> BEREITGESTELLTES MATERIAL
──────────
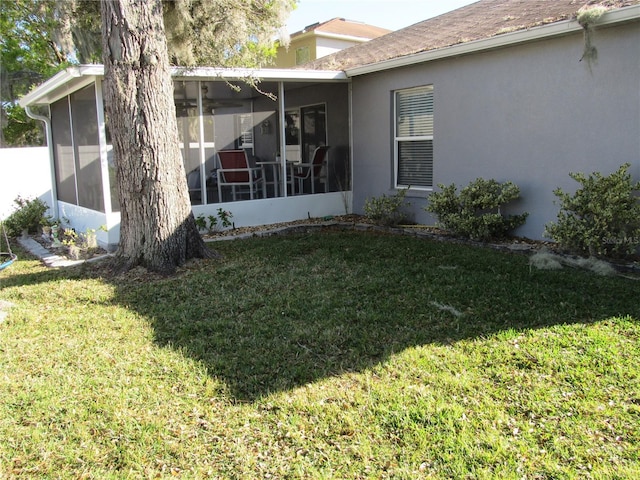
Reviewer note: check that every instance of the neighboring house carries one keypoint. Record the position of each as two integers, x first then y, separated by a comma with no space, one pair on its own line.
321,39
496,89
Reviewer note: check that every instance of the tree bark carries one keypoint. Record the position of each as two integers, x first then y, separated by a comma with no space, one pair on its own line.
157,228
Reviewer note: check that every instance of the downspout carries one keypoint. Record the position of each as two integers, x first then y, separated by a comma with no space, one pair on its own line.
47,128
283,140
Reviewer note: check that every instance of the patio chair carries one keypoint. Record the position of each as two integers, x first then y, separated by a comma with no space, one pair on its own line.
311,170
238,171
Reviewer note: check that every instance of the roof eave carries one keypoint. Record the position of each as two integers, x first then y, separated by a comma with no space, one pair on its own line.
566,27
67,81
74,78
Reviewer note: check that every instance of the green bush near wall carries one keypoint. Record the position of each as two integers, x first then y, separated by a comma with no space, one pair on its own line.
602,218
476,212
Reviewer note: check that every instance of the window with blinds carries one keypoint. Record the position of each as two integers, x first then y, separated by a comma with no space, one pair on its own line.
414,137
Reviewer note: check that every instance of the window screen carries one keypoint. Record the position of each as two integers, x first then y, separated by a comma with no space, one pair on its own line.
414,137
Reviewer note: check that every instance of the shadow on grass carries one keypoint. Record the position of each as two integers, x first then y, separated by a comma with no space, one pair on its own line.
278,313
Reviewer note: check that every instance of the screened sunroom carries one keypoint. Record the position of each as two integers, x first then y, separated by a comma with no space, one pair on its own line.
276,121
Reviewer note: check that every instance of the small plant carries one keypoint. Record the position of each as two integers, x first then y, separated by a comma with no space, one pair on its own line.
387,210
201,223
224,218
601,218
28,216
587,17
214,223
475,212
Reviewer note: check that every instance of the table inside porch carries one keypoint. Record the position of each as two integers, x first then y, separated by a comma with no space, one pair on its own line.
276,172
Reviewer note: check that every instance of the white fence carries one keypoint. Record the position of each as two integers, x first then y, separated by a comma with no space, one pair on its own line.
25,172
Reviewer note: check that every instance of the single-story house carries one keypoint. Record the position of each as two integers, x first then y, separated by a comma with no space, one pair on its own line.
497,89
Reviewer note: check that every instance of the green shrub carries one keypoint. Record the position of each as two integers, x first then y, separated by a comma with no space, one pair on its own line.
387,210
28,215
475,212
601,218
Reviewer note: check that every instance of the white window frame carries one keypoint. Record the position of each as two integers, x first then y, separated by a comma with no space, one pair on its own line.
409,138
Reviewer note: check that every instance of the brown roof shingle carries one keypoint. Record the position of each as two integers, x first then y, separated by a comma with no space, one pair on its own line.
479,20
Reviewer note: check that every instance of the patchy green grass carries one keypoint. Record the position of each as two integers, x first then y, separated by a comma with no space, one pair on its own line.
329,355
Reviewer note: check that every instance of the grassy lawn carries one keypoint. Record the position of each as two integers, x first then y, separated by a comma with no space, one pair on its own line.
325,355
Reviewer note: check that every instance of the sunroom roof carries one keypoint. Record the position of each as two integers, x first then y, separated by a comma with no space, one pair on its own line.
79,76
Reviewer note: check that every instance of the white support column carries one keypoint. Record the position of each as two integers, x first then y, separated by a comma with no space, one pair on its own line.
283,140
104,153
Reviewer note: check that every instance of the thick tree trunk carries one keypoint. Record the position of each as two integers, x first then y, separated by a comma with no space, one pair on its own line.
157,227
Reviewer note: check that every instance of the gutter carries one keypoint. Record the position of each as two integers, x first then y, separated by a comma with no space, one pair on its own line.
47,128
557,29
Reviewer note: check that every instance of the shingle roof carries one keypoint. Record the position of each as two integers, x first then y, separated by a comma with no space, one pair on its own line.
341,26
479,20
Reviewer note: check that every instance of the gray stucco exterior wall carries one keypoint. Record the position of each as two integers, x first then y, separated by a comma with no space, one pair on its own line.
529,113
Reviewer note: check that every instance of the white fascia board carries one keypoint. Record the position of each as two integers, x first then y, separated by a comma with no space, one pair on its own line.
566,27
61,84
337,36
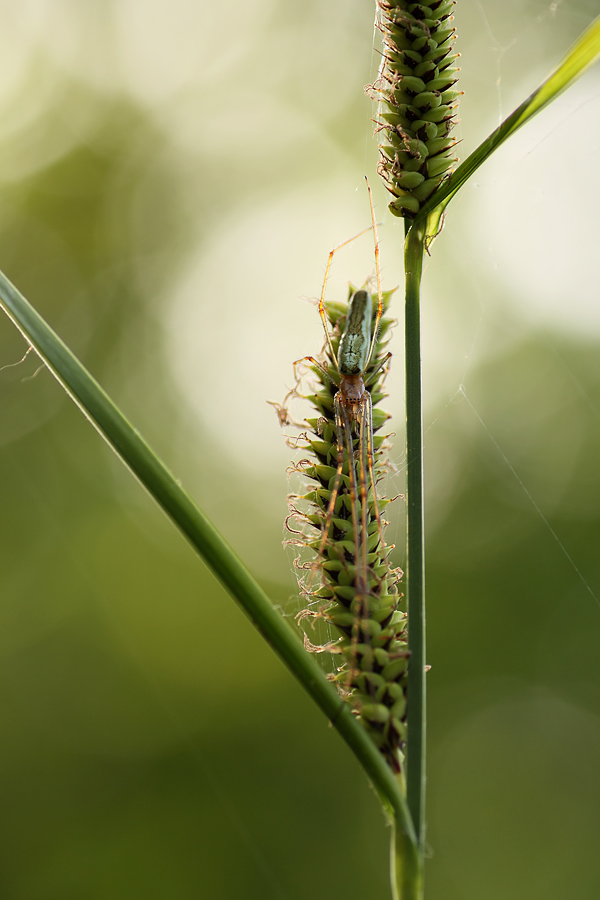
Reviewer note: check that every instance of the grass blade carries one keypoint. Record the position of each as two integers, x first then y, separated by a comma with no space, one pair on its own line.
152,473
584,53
──────────
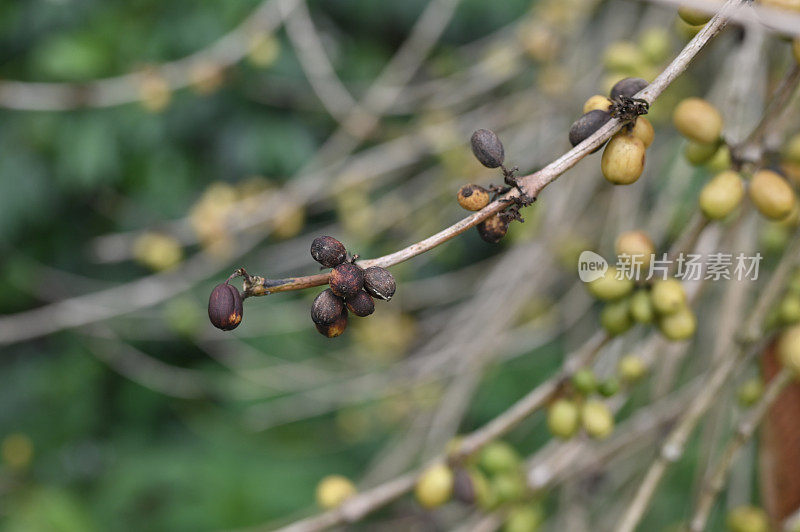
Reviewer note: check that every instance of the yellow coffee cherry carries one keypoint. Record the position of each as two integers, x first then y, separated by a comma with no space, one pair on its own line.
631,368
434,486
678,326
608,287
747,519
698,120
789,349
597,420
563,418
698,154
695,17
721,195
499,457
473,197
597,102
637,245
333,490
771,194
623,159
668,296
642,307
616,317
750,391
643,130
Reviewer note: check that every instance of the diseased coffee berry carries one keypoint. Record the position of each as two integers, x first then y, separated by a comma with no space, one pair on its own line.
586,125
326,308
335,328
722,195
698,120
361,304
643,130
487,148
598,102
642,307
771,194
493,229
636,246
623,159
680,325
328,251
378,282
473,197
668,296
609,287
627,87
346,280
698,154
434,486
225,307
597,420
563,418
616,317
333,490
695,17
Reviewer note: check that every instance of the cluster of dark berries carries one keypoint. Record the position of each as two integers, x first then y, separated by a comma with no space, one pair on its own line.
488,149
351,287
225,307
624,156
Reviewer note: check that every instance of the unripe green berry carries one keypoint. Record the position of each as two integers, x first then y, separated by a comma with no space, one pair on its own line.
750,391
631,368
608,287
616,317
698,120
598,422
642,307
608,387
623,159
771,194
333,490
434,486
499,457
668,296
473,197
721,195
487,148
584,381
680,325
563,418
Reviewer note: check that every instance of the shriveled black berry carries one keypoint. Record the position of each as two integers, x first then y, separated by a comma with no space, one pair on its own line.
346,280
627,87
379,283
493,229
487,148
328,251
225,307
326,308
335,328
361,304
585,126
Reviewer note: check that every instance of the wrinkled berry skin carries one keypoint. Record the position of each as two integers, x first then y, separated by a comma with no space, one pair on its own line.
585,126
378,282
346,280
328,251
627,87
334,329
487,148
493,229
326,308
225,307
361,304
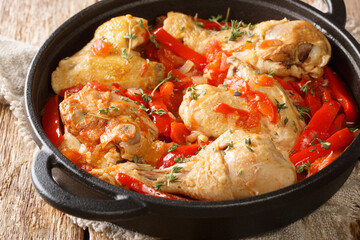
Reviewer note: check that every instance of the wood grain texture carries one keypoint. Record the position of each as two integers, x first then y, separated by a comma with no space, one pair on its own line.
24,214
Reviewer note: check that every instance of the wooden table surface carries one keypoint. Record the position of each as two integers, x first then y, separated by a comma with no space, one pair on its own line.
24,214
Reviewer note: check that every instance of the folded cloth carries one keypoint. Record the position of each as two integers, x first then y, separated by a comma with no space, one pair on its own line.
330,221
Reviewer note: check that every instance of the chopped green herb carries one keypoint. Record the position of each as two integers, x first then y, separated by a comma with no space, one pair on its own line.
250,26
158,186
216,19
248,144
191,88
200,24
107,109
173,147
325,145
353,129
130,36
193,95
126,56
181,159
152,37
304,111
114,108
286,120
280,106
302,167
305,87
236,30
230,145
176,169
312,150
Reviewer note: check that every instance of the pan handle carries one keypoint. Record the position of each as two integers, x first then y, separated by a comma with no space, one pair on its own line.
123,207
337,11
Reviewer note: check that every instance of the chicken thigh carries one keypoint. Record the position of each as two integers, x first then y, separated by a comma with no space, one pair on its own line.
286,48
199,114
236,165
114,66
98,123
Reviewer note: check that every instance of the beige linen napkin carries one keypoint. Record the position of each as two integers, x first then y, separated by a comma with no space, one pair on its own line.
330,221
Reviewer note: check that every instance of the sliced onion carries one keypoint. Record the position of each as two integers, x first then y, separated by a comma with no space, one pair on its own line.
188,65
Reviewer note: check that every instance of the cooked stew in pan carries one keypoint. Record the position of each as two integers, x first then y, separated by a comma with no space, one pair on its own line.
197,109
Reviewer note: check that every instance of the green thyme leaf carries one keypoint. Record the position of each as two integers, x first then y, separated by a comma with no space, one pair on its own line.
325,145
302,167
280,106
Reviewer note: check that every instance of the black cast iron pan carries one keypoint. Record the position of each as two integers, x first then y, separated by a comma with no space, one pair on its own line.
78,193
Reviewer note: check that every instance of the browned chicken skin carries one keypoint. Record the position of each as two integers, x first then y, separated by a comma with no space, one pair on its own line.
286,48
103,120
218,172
──────────
> ARBEITSAUFTRAG
Zeigen Sie jede Zeile der Auflistung, in der die Zeichenfolge „shingle“ vorkommt. Groß- und Kleinschreibung sind dabei zu beachten.

> LÖSUNG
Reviewer note: check that every instance of the brown roof shingle carries one keypoint. Record the position of each as two integers, x first then y, separated by a comma with no space, one pair on its own line.
Reviewer note: check that every instance of the shingle roof carries one keypoint. Record the position of each as two integers, x first then y, separated by a comma with no space, one pair on its own line.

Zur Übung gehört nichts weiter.